President Biden will participate in the Group of Seven talks with the Ukrainian leader, which are meant in part to stress common resolve in response to the 10-week-old war, the White House said. The G-7 also includes Britain, France, Germany, Japan, Canada and Italy.
On Saturday, a senior Russian lawmaker criticized U.S. involvement in Ukraine, accusing the Biden administration of “taking part in hostilities” against Russia by providing intelligence, not just weapons and equipment to Ukraine.
“Washington essentially coordinates and develops military operations, thereby directly participating in the hostilities against our country,” Vyacheslav Volodin, speaker of the Russian State Duma, the lower house of parliament, wrote in a Telegram post.
There is expected to be an abundance of bellicose Kremlin rhetoric associated with the holiday, which commemorates the Soviet Union’s victory over Nazi Germany, but Ukraine is also braced for potentially punishing strikes on civilian areas, or some new effort by Moscow to seize the military initiative in what Western analysts and military officials depict as a brutal but faltering offensive.
In an analysis released Saturday, British military intelligence cited “a heavy toll on some of Russia’s most capable units” in fighting to date. Plagued by supply-line problems, heavy casualties and low troop morale, the Russian command last month broke off an attempt to seize Kyiv and shifted its attention to the eastern front.
“It will take considerable time and expense for Russia to reconstitute its armed forces following this conflict,” the British assessment said.
The Institute for the Study of War, a Washington think tank that has been monitoring battlefield developments, pointed in its latest assessment to the Ukrainian counteroffensive outside Kharkiv, saying Ukrainian troops “may successfully push Russian forces out of artillery range” of the city in coming days.
In the ongoing battle for control of territory in the eastern Donbas region, the Ukrainian military said Saturday its troops had repulsed eight Russian attacks in the last 24 hours. Russia, meanwhile, stepped up what it says are attacks taking aim at Ukrainian infrastructure and Western-supplied weaponry.
Russia’s defense ministry claimed Saturday to have destroyed a cache of armaments from the U.S. and European allies near a railway station in the Kharkiv region. It also said Russian forces struck 18 military facilities overnight, including the Odesa ammunition depots. The claims could not immediately be independently verified.

A man and a girl are escorted to a bus by a Russian army serviceman after leaving the Azovstal plant in Mariupol on Friday.
(Alexei Alexandrov / Associated Press)
In Mariupol, the evacuation of the last women, children and elderly people from the giant Azovstal plant, where hundreds of civilians sheltered underground for weeks along with Ukrainian troops, marked the end of a long and tense rescue operation. An additional 50 civilians were brought out Friday, Vereshchuk said, after a rescue effort was slowed by Russian violations of a local cease-fire.
The rescue operation, conducted with the United Nations and the International Committee of the Red Cross, did not end without casualties. Petro Andriushchenko, an adviser to Mariupol’s City Council, wrote on Telegram that three Ukrainian soldiers died during an evacuation attempt and six were wounded.

Data under study:

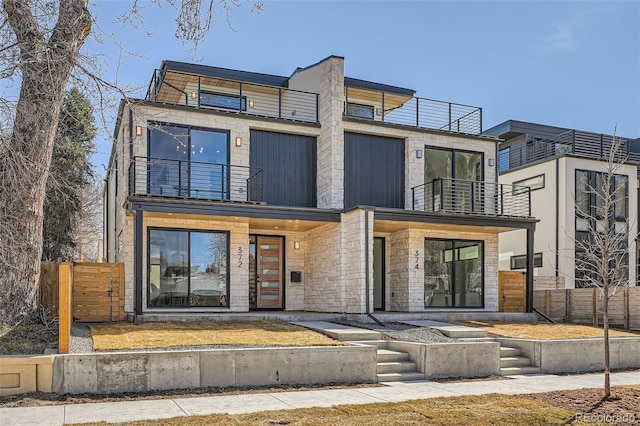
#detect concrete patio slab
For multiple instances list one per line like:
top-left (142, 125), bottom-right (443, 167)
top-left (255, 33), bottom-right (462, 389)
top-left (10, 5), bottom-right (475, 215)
top-left (175, 394), bottom-right (296, 416)
top-left (292, 321), bottom-right (382, 342)
top-left (64, 399), bottom-right (186, 423)
top-left (0, 405), bottom-right (64, 426)
top-left (399, 320), bottom-right (487, 339)
top-left (0, 370), bottom-right (640, 426)
top-left (270, 389), bottom-right (385, 408)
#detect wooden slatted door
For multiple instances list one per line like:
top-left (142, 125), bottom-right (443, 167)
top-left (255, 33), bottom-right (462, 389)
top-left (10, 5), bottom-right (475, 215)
top-left (256, 237), bottom-right (283, 309)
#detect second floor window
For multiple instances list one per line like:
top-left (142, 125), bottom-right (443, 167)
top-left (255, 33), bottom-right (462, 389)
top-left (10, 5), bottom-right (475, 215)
top-left (347, 102), bottom-right (373, 120)
top-left (200, 92), bottom-right (247, 111)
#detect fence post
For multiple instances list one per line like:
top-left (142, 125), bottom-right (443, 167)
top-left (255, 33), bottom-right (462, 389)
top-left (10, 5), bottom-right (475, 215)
top-left (591, 287), bottom-right (598, 327)
top-left (58, 263), bottom-right (73, 354)
top-left (624, 286), bottom-right (631, 330)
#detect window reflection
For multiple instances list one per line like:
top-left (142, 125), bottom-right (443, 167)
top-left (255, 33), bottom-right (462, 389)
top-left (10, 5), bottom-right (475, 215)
top-left (424, 238), bottom-right (484, 308)
top-left (148, 229), bottom-right (229, 307)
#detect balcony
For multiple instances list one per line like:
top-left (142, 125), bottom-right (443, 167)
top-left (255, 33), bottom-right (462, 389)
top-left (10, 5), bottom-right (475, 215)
top-left (498, 130), bottom-right (640, 173)
top-left (344, 87), bottom-right (482, 135)
top-left (129, 157), bottom-right (263, 202)
top-left (411, 178), bottom-right (531, 217)
top-left (145, 68), bottom-right (318, 123)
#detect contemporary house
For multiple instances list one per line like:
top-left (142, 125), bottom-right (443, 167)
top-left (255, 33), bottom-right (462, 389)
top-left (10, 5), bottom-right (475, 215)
top-left (104, 56), bottom-right (536, 317)
top-left (484, 120), bottom-right (640, 288)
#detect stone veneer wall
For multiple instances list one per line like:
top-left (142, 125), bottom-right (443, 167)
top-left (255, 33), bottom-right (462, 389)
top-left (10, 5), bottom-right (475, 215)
top-left (387, 229), bottom-right (498, 312)
top-left (317, 56), bottom-right (344, 208)
top-left (304, 223), bottom-right (344, 313)
top-left (341, 209), bottom-right (373, 314)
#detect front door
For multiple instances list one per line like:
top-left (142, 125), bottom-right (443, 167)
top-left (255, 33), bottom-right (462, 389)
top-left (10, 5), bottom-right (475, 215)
top-left (256, 236), bottom-right (284, 309)
top-left (373, 237), bottom-right (384, 311)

Task list:
(A) According to the Ukraine war article, which countries besides the United States make up the G-7?
(B) Answer each question from the Ukraine war article, one answer per line with matching marks.
(i) How many Russian attacks did the Ukrainian military say its troops had repulsed in the last 24 hours?
(ii) How many military facilities did Russia's defense ministry say Russian forces struck overnight?
(iii) How many Ukrainian soldiers did Petro Andriushchenko say died during an evacuation attempt?
(C) Say whether each statement agrees with the Ukraine war article. Give yes or no and quote the words that decide it.
(i) Vyacheslav Volodin is speaker of the lower house of the Russian parliament.
(ii) Russia's defense ministry claims were independently confirmed right away.
(iii) The Mariupol rescue operation was conducted with the United Nations and the International Committee of the Red Cross.
The data come from a separate source and are not connected to the Ukraine war article.

Task-by-task results:
(A) Britain, France, Germany, Japan, Canada, Italy

(B)
(i) Eight
(ii) 18
(iii) Three

(C)
(i) Yes: "Vyacheslav Volodin, speaker of the Russian State Duma, the lower house of parliament"
(ii) No: "The claims could not immediately be independently verified."
(iii) Yes: "The rescue operation, conducted with the United Nations and the International Committee of the Red Cross"